++++ Given data ++++

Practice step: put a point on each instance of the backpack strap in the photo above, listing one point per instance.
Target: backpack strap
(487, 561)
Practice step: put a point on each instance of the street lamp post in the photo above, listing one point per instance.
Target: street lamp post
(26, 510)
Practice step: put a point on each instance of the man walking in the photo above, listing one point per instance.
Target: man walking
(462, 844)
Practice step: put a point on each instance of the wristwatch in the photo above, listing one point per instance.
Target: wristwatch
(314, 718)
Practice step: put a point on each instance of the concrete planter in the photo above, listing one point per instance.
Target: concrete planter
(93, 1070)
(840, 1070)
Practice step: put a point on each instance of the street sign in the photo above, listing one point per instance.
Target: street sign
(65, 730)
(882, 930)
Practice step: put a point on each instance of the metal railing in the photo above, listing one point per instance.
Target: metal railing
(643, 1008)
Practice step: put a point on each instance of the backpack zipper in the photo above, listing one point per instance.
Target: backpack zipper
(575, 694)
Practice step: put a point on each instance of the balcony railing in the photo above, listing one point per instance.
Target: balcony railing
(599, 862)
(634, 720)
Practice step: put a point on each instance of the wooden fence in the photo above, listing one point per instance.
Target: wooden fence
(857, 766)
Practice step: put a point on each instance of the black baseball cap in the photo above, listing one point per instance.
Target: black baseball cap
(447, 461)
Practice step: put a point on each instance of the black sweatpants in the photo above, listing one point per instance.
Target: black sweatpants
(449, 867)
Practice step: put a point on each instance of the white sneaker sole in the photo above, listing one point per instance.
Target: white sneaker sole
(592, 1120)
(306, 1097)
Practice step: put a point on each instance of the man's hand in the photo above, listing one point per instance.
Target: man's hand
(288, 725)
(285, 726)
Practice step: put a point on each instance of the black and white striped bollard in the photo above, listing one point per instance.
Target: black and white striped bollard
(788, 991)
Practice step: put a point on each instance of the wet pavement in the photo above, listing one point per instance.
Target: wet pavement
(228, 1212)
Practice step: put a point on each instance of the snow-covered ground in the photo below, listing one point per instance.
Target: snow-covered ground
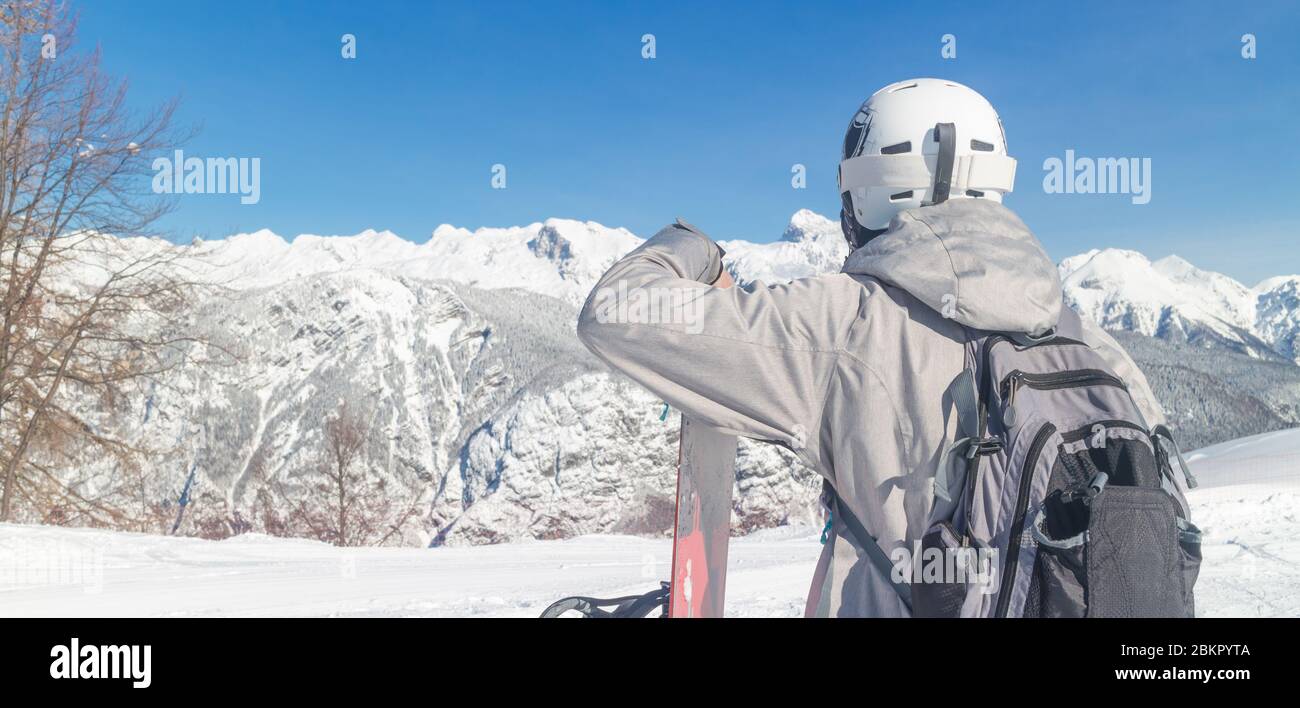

++++

Given task
Please copy out the lines of the listing above exactly as they stand, everything from the line containing "the black sweatpants" down to the line containing "(228, 1212)", both included.

Solution below
Practice step: put a point on each instance of the black sweatpants in the photo above, listing one point per instance.
Target: black sweatpants
(449, 867)
Practice step: put a point on each instance of the white sneaker sole in the photo above, listing one point per instance.
Target: white sneaker sole
(592, 1120)
(306, 1097)
Practice step: put a point on each instance of the man's hand in the photo above, listing one point per instance.
Target: man's hand
(288, 725)
(285, 726)
Practice step: put a point on each instance of the black and white striped bollard in the photo above, listing one point per instance.
Target: black and white striped bollard
(788, 991)
Practice step: put a point on each instance of the wet pavement in the photo above, listing one point per instance.
Target: wet pavement
(228, 1212)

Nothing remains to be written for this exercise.